* **Passage provided**
In brief: Idaho sheriffs support campus gun bill

From Staff Reports

BOISE – Sponsors of the bill to allow guns on Idaho college campuses announced Wednesday that the Idaho Sheriffs Association is now backing the bill, even as opponents delivered petitions with nearly 3,000 signatures against the measure to the speaker of the House.

“There was a pretty wide margin that were in favor of this bill,” said Adams County Sheriff Ryan Zollman. “The main reason is legal citizens should not have their right to pack guns taken away from them.”

The bill, which is opposed by Idaho police chiefs, all of the state’s public college and university presidents, and the state Board of Education, would allow retired law enforcement officers or those with enhanced concealed carry permits to carry guns on Idaho’s public college campuses.

Rep. Judy Boyle, R-Midvale, dismissed opponents’ concerns. “Unfortunately, a lot of people do not understand what that enhanced carry concealed permit requires,” she said. “They have the idea that we are handing out guns on the campuses to 16-year-olds, and this is not true – you have to be 21 or over, you have to have taken this class, and it’s an extensive class.”

Baby in hospital; father arrested

A Post Falls father is facing a charge of felony injury to a child after his 4-month-old child was airlifted to Providence Sacred Heart Medical Center for emergency surgery for serious head trauma.

Jeremiah D. Weaver, 20, is being held in the Kootenai County Jail in lieu of $100,000 bond. He is also facing a charge of possession of drug paraphernalia, according to a news release from the Post Falls Police Department.

(Stored items)
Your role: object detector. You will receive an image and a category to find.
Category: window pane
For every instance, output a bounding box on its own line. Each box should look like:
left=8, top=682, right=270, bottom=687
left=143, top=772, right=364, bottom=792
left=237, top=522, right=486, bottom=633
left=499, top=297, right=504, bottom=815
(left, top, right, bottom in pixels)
* * *
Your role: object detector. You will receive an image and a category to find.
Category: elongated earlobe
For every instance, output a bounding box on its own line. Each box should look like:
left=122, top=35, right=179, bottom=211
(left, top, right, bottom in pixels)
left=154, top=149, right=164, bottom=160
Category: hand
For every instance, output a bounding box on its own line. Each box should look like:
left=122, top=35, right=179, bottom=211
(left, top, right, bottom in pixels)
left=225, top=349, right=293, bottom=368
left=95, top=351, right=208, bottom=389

* **Tasks**
(1) List every person named in the news briefs, along with the title or description the briefs give each one.
(2) Translate this sentence from the news briefs into Spanish: "Jeremiah D. Weaver, 20, is being held in the Kootenai County Jail in lieu of $100,000 bond."

* **Answers**
(1)
- Ryan Zollman, Adams County Sheriff
- Rep. Judy Boyle, R-Midvale
- Jeremiah D. Weaver, 20, a Post Falls father

(2) Jeremiah D. Weaver, de 20 años, permanece detenido en la cárcel del condado de Kootenai a falta del pago de una fianza de 100 000 dólares.